(Collected data)

***

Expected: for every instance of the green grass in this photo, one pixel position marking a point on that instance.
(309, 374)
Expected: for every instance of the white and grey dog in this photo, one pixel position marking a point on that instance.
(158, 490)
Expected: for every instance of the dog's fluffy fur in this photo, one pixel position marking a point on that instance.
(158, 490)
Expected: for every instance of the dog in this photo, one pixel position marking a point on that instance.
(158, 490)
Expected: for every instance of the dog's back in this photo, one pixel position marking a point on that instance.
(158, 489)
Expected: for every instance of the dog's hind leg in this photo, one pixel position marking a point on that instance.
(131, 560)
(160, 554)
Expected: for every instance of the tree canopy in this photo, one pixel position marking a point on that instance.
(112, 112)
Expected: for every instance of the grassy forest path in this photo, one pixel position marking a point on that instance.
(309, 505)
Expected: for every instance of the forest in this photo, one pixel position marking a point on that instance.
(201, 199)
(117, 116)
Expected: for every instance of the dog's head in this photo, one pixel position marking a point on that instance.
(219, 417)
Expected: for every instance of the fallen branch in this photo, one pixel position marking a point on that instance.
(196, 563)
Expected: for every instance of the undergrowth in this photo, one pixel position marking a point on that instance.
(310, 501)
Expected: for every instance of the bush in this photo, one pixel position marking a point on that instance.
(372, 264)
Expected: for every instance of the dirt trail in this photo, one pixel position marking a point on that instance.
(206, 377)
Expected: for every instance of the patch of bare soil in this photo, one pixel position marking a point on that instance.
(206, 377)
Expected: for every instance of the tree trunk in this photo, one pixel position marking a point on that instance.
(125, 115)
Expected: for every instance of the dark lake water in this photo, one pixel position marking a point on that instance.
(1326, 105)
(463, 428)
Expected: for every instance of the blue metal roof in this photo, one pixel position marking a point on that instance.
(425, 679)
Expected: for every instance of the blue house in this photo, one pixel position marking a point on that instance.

***

* WHAT YOU HAVE TO DO *
Rewrite every line of the items above, replacing "instance" with "occurrence" wherever it occurs and leaving all other wording unchanged.

* RESULT BELOW *
Expected: for every occurrence of the green grass in this photo, one pixel position marking a point on that occurrence.
(309, 374)
Expected: for every occurrence of the white and grey dog in this photo, one pixel position marking a point on that occurrence.
(158, 490)
Expected: for every occurrence of the dog's fluffy fur in this photo, one pixel position marking a point on that occurrence.
(158, 490)
Expected: for every occurrence of the dog in this photo, one pixel position marking a point on that occurrence.
(158, 490)
Expected: for every occurrence of the dog's back in this photo, one pixel position marking a point on that occurrence.
(158, 489)
Expected: for every occurrence of the dog's hind leg in this photo, one pixel position marking a point on that occurrence.
(131, 560)
(160, 554)
Expected: for every occurrence of the tree canopy in this photo, one pixel position marking a point on that occurrence.
(112, 112)
Expected: for every occurrence of the grassy forest path in this photo, one pixel position marking a point on that occurrence.
(309, 505)
Expected: for every occurrence of the forest in this photo, one pixel position marking a point on that occurrence.
(201, 199)
(117, 116)
Expected: for every occurrence of the dog's head in this photo, one pixel position marking a point on that occurrence.
(219, 417)
Expected: for every occurrence of the fallen branch in this photo, one pixel position marking a point on that occurrence.
(196, 563)
Expected: for every occurrence of the undergrowth in this photo, one pixel position marking a point on that occurrence.
(310, 501)
Expected: for every occurrence of the bush in this photo, one pixel position marking a point on that occurrence.
(372, 264)
Expected: for every occurrence of the dirt trail in this photo, one pixel position marking a point on that occurrence.
(206, 377)
Expected: for every occurrence of the patch of bare soil in this photo, one pixel position marking a point on that occurrence.
(206, 377)
Expected: for every occurrence of the tree trunk in this photo, one pixel position marking a point on that occurrence.
(125, 115)
Expected: for every occurrence of the dark lake water in this photo, one pixel position marking a point on that occurrence.
(1326, 105)
(463, 428)
Expected: for every occurrence of the blue metal roof in this photo, one pixel position marking a point on that occurrence.
(425, 679)
Expected: for every occurrence of the blue house in this photo, one pixel position marking a point on that occurrence.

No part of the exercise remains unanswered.